* [Exercise instructions]:
(1) From the article on the UK sandwich market, return the passage that begins at the words "Forget salads, soups" and ends after "Marks & Spencer.", copied word for word.
(2) Please translate this sentence from the article on the UK sandwich market into Spanish: "However, the Mintel report states that consumers are becoming more ethically minded and are concerned with both the environment and with animal welfare."

═════ Selected excerpt ═════

Forget salads, soups and sushi - British consumers still choose a sandwich (chicken salad is their favourite) for their lunchtime nosh. Last year, according to Mintel, UK consumers spent around £4bn on sarnies, up from just £3.3bn in 2002, and the market is expected to grow further - to reach £5bn by 2012.

According to the British Sandwich Association (BSA), Subway is selling the most sandwiches - £300m-worth a year - followed by Tesco and Marks & Spencer.

Unfortunately the BSA says the biggest losers in the past year have been garage forecourts, down 10% in volume, and bakers. However there is obviously a market for the ’convenience’ sandwich as the BSA reports that symbol stores and c-stores have both done well in the past year.

When it comes to spend, it says £1.85 is now the average spent on a sandwich, however there is still a perception issue over pricing as most consumers think "it costs nothing" to make a sandwich at home.

Forecourt-cum-convenience stores can obviously tap into both sales areas - ready-made sandwiches and bread, spread and fillings - but the ready-made ones are probably where most sales and profit opportunities lie.

Vivianne Ihekweazu, senior market analyst at Mintel, has nothing but praise for the sandwich market: "It has turned itself around. Having successfully tapped into the trend for healthy eating, it is now clearly reaping the rewards. With the likes of superfood and wheat-free varieties now available, sandwiches increasingly appeal to the rising number of Brits looking for naturally good and wholesome food.

"There is also a greater variety of fillings to choose from, allowing Brits to be more adventurous and go for sandwiches such as Middle Eastern falafel or Oriental style chicken, a far cry from the traditional cheese and ham variety," she adds. That said, traditional fillings remain the UK’s favourites - see the box on the left.

However, the Mintel report states that consumers are becoming more ethically minded and are concerned with both the environment and with animal welfare. "Consumers are looking for high-quality free-range meat and eggs, as well as packaging that won’t harm the environment," says Ihekweazu.

═════ Information given ═════

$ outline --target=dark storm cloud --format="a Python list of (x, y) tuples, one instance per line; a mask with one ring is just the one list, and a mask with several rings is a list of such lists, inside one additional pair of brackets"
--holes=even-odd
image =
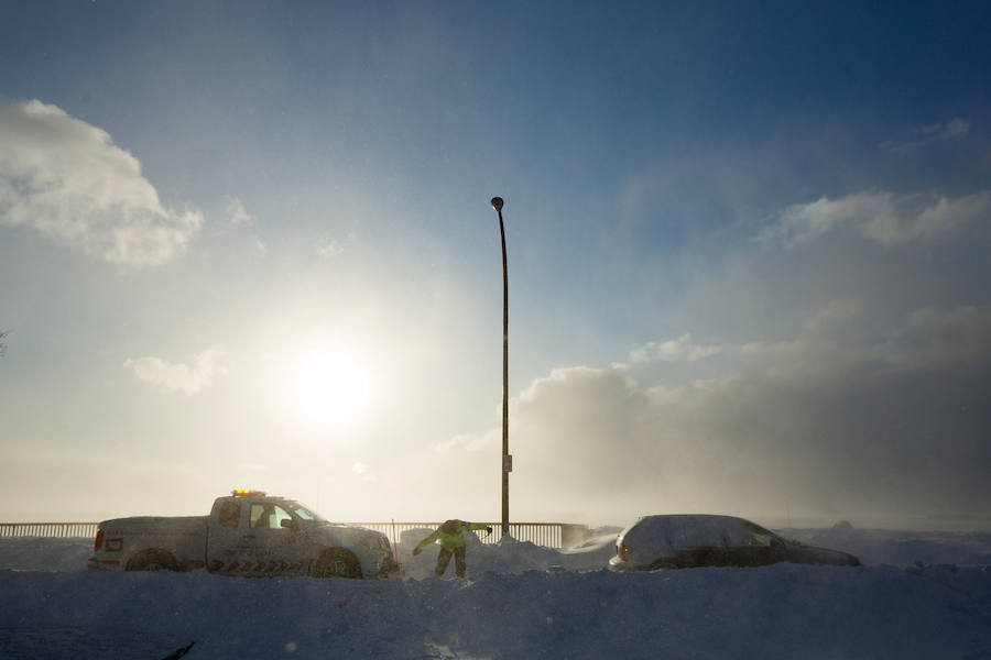
[(981, 509), (989, 337), (991, 308), (925, 310), (873, 345), (809, 333), (749, 346), (759, 366), (674, 388), (640, 387), (625, 370), (559, 370), (513, 410), (520, 487), (566, 501), (591, 484), (593, 508), (640, 513)]

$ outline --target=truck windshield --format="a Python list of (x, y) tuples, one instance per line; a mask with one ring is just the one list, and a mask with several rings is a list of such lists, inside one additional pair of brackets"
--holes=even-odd
[(287, 504), (288, 504), (288, 507), (291, 509), (293, 509), (293, 513), (296, 516), (298, 516), (300, 518), (302, 518), (303, 520), (317, 520), (317, 521), (322, 521), (322, 522), (326, 521), (323, 516), (320, 516), (319, 514), (315, 513), (309, 507), (304, 506), (303, 504), (301, 504), (298, 502), (290, 502)]

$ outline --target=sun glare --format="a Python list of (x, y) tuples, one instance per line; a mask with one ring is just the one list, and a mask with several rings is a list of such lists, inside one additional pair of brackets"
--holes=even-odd
[(364, 411), (368, 398), (368, 374), (358, 359), (348, 353), (309, 355), (293, 375), (293, 405), (309, 424), (351, 424)]

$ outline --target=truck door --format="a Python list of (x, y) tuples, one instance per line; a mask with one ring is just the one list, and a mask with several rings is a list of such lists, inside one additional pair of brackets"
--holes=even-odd
[(306, 566), (298, 525), (284, 507), (272, 502), (252, 502), (244, 529), (244, 553), (237, 569), (241, 575), (298, 575)]
[(240, 558), (248, 549), (248, 539), (242, 538), (248, 527), (248, 512), (243, 504), (239, 499), (218, 502), (210, 516), (207, 569), (211, 573), (232, 573), (240, 568)]

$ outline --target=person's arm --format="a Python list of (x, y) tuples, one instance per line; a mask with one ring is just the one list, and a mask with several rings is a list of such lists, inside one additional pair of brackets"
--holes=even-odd
[(413, 552), (415, 554), (418, 554), (418, 552), (417, 552), (418, 550), (421, 550), (425, 546), (429, 546), (431, 543), (436, 541), (438, 538), (440, 538), (440, 530), (436, 529), (436, 530), (434, 530), (434, 532), (431, 536), (428, 536), (425, 539), (423, 539), (422, 541), (420, 541), (420, 543), (417, 543), (416, 547), (413, 548)]

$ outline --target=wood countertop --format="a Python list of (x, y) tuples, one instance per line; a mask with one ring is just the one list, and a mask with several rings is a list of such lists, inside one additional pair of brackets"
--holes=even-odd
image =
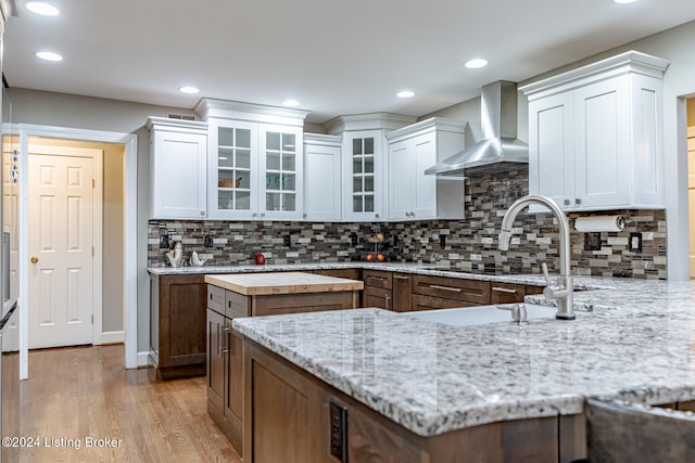
[(333, 293), (364, 288), (364, 283), (357, 280), (304, 272), (211, 274), (205, 275), (205, 283), (244, 296)]

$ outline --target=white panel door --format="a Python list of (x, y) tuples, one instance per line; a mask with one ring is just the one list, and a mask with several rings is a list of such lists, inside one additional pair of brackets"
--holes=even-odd
[(29, 348), (92, 343), (93, 164), (29, 153)]
[(630, 93), (628, 76), (576, 92), (574, 189), (583, 207), (630, 204)]
[(434, 132), (417, 137), (413, 143), (414, 218), (437, 218), (437, 176), (426, 176), (425, 169), (437, 164)]
[(340, 145), (304, 145), (304, 219), (340, 220)]
[(574, 206), (574, 113), (571, 94), (529, 103), (529, 192)]
[(389, 210), (392, 220), (406, 220), (414, 211), (415, 166), (413, 141), (403, 140), (389, 146), (391, 197)]

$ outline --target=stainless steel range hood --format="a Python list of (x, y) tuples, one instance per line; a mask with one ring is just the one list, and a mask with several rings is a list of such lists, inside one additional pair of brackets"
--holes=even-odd
[(429, 175), (463, 176), (469, 167), (528, 163), (529, 145), (517, 139), (517, 85), (497, 80), (482, 88), (480, 121), (484, 140), (425, 170)]

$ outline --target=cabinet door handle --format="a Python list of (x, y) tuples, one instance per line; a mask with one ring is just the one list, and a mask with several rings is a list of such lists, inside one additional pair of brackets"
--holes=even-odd
[(496, 291), (497, 293), (517, 294), (516, 290), (510, 290), (508, 287), (492, 286), (492, 291)]
[(452, 293), (460, 293), (460, 287), (440, 286), (439, 284), (430, 284), (432, 290), (451, 291)]
[(222, 338), (222, 334), (220, 334), (220, 329), (222, 325), (219, 323), (217, 323), (217, 355), (219, 355), (219, 352), (222, 352), (222, 345), (220, 345), (220, 338)]

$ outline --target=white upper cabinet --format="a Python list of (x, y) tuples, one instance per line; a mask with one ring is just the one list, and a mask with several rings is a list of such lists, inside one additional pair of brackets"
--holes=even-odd
[(388, 220), (386, 134), (414, 121), (415, 118), (409, 116), (377, 113), (343, 116), (327, 124), (331, 134), (342, 134), (343, 138), (343, 220)]
[(341, 137), (304, 134), (304, 220), (342, 218), (341, 147)]
[(307, 112), (203, 99), (210, 123), (207, 217), (299, 220)]
[(664, 207), (667, 66), (627, 52), (522, 87), (530, 193), (568, 210)]
[(207, 123), (150, 117), (150, 218), (206, 216)]
[(431, 118), (387, 134), (390, 220), (464, 218), (464, 178), (425, 175), (465, 147), (464, 129), (464, 123)]

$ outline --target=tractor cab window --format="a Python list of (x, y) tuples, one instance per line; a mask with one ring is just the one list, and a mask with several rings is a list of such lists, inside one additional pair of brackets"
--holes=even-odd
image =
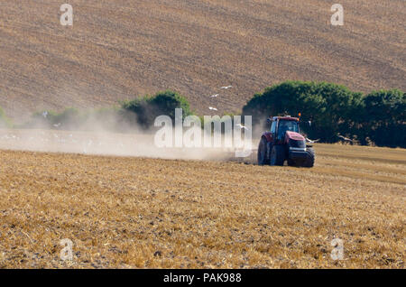
[(287, 131), (299, 133), (299, 126), (296, 121), (280, 121), (278, 127), (278, 139), (282, 140)]
[(272, 121), (272, 124), (271, 125), (271, 134), (275, 134), (276, 133), (276, 121)]

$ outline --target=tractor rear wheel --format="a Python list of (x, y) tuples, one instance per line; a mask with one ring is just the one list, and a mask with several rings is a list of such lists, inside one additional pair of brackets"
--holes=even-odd
[(281, 145), (273, 145), (271, 152), (271, 165), (282, 166), (285, 162), (285, 150)]
[(307, 148), (308, 153), (308, 158), (306, 159), (306, 161), (303, 163), (304, 167), (313, 167), (314, 166), (314, 160), (316, 158), (316, 154), (314, 153), (314, 150), (310, 147)]
[(269, 158), (267, 153), (268, 143), (265, 138), (262, 138), (258, 146), (258, 165), (269, 164)]

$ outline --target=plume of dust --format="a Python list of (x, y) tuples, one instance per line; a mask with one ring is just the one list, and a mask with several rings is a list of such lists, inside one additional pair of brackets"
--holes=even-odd
[[(134, 156), (179, 160), (239, 161), (233, 149), (158, 148), (154, 130), (144, 131), (134, 125), (124, 125), (116, 118), (90, 118), (79, 128), (49, 129), (38, 124), (31, 129), (0, 129), (0, 149), (44, 153), (80, 153), (108, 156)], [(108, 125), (109, 128), (106, 126)], [(120, 126), (112, 131), (111, 126)]]

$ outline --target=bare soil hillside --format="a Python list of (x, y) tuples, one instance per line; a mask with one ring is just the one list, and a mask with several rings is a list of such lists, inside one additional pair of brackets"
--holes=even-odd
[(342, 0), (336, 27), (322, 0), (71, 0), (72, 27), (61, 4), (0, 3), (0, 106), (17, 121), (165, 88), (201, 114), (239, 110), (285, 79), (406, 89), (403, 0)]

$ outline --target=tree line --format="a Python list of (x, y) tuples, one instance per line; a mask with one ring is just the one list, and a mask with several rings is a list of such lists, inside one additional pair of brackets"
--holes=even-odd
[[(27, 123), (14, 127), (92, 129), (93, 124), (97, 123), (104, 129), (115, 132), (129, 131), (135, 125), (148, 130), (158, 116), (174, 119), (177, 107), (183, 109), (184, 117), (195, 114), (185, 97), (166, 90), (106, 108), (41, 111), (34, 113)], [(364, 95), (341, 85), (306, 81), (285, 81), (268, 87), (243, 107), (243, 116), (252, 116), (253, 125), (259, 125), (262, 130), (268, 128), (268, 116), (300, 114), (301, 123), (311, 123), (301, 126), (311, 139), (335, 143), (345, 136), (359, 144), (390, 147), (406, 147), (405, 112), (406, 96), (399, 89)], [(11, 120), (0, 108), (0, 128), (11, 126)]]
[(367, 95), (327, 82), (285, 81), (257, 93), (243, 107), (253, 123), (269, 116), (301, 115), (309, 138), (335, 143), (339, 136), (359, 144), (406, 147), (406, 94), (399, 89)]

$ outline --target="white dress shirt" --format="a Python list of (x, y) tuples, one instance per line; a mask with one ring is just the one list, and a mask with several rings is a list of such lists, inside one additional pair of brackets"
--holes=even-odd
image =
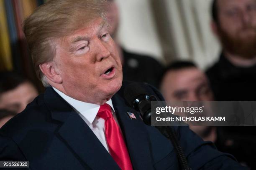
[[(95, 135), (109, 152), (105, 136), (105, 121), (102, 118), (97, 116), (100, 105), (95, 104), (87, 103), (77, 100), (66, 95), (61, 92), (53, 87), (53, 89), (65, 100), (77, 112), (85, 122)], [(114, 107), (111, 100), (106, 102), (111, 107), (114, 112), (112, 112), (114, 118), (118, 124), (118, 121), (114, 112)]]

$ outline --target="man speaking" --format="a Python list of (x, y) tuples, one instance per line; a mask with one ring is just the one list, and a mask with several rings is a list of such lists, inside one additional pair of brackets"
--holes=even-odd
[[(25, 21), (47, 88), (0, 130), (1, 161), (28, 161), (31, 170), (179, 169), (172, 144), (124, 100), (106, 8), (103, 0), (54, 0)], [(187, 127), (174, 128), (192, 169), (244, 168)]]

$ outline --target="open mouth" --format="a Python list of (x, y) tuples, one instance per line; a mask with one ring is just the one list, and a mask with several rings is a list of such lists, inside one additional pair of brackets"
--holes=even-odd
[(112, 72), (112, 71), (113, 70), (113, 69), (114, 69), (113, 67), (112, 67), (112, 68), (108, 69), (107, 71), (106, 71), (105, 72), (104, 72), (104, 74), (106, 75), (108, 75), (110, 74), (110, 72)]

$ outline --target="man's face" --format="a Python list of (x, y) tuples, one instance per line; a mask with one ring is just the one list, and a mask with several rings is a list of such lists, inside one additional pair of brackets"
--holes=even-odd
[(122, 85), (120, 60), (101, 18), (58, 41), (54, 62), (64, 93), (75, 99), (102, 104)]
[(38, 95), (37, 91), (31, 84), (24, 82), (1, 95), (0, 109), (18, 113)]
[(256, 0), (219, 0), (219, 38), (229, 52), (250, 58), (256, 55)]
[(166, 101), (213, 100), (206, 76), (194, 67), (167, 72), (162, 82), (161, 91)]

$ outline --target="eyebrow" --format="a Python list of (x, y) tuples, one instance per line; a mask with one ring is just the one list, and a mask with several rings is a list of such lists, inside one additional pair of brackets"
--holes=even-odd
[(84, 40), (84, 41), (88, 41), (88, 37), (87, 36), (79, 36), (76, 37), (72, 41), (72, 43), (73, 44), (75, 42), (76, 42), (78, 41)]

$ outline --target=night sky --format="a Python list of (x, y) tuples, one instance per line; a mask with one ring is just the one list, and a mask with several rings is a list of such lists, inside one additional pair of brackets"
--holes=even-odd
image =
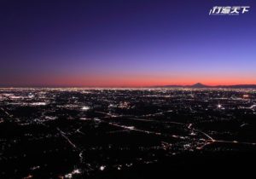
[(0, 61), (1, 86), (256, 84), (256, 1), (1, 0)]

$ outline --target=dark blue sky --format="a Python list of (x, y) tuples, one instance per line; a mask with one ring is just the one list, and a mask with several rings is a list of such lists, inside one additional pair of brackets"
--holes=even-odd
[[(251, 6), (236, 16), (213, 6)], [(0, 84), (256, 84), (256, 1), (2, 0)]]

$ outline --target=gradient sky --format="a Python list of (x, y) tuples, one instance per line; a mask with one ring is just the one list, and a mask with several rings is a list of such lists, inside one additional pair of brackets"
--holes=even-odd
[(1, 0), (0, 61), (2, 86), (256, 84), (256, 1)]

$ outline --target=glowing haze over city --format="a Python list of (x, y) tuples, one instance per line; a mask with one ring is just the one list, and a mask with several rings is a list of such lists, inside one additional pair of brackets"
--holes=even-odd
[(256, 11), (218, 3), (3, 1), (0, 85), (255, 84)]

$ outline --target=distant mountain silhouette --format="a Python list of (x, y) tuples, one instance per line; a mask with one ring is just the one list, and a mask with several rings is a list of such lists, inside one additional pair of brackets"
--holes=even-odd
[(201, 83), (195, 84), (193, 85), (165, 85), (165, 86), (154, 86), (154, 87), (163, 87), (163, 88), (228, 88), (228, 89), (256, 89), (256, 84), (236, 84), (236, 85), (216, 85), (209, 86), (205, 85)]

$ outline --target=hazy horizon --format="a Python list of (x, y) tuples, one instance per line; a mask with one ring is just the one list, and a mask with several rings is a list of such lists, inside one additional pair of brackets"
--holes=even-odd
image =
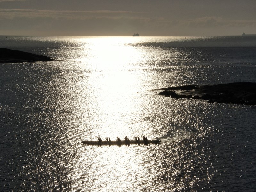
[(0, 35), (217, 36), (256, 34), (252, 0), (0, 0)]

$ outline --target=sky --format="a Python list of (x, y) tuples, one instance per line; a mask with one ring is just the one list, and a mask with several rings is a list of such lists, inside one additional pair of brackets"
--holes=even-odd
[(0, 0), (0, 35), (256, 34), (256, 0)]

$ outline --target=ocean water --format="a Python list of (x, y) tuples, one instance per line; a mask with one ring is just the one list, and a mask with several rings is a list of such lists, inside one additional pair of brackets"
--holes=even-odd
[[(163, 97), (256, 82), (256, 37), (0, 36), (0, 191), (253, 191), (256, 106)], [(83, 140), (159, 139), (98, 147)]]

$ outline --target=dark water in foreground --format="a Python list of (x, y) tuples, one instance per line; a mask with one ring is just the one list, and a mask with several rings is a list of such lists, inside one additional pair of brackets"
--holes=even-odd
[[(256, 37), (5, 37), (60, 61), (0, 64), (0, 191), (247, 191), (256, 107), (150, 90), (256, 82)], [(85, 146), (126, 135), (162, 143)]]

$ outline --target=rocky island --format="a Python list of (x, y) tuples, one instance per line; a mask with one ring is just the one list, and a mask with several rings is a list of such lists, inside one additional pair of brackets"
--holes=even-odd
[[(159, 94), (179, 99), (202, 99), (209, 103), (256, 105), (256, 83), (239, 82), (208, 85), (170, 87)], [(176, 92), (174, 90), (177, 90)]]
[(56, 60), (46, 56), (33, 54), (21, 51), (12, 50), (6, 48), (0, 48), (0, 63), (54, 60)]

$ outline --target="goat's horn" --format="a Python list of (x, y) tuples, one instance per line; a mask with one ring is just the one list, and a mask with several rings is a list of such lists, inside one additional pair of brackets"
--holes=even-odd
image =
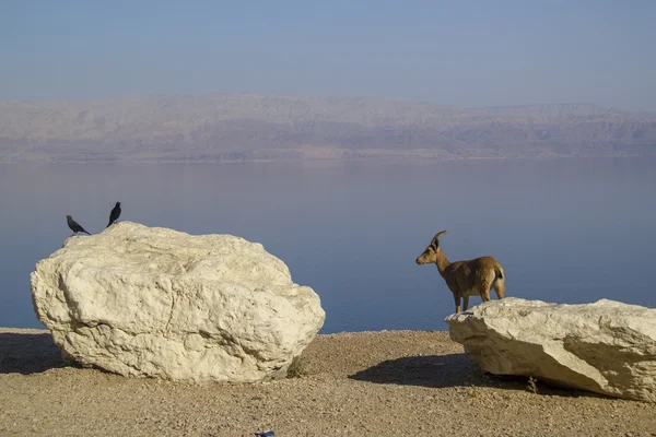
[(446, 234), (446, 231), (440, 231), (437, 234), (435, 234), (435, 236), (433, 237), (433, 241), (440, 239), (440, 237), (442, 237), (443, 234)]

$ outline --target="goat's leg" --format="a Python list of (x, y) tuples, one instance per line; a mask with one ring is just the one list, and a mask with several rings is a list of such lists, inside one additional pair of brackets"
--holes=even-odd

═════

* [Task solutions]:
(1)
Forget salads, soups and sushi - British consumers still choose a sandwich (chicken salad is their favourite) for their lunchtime nosh. Last year, according to Mintel, UK consumers spent around £4bn on sarnies, up from just £3.3bn in 2002, and the market is expected to grow further - to reach £5bn by 2012.

According to the British Sandwich Association (BSA), Subway is selling the most sandwiches - £300m-worth a year - followed by Tesco and Marks & Spencer.

(2) Sin embargo, el informe de Mintel afirma que los consumidores se están volviendo más conscientes en lo ético y se preocupan tanto por el medio ambiente como por el bienestar animal.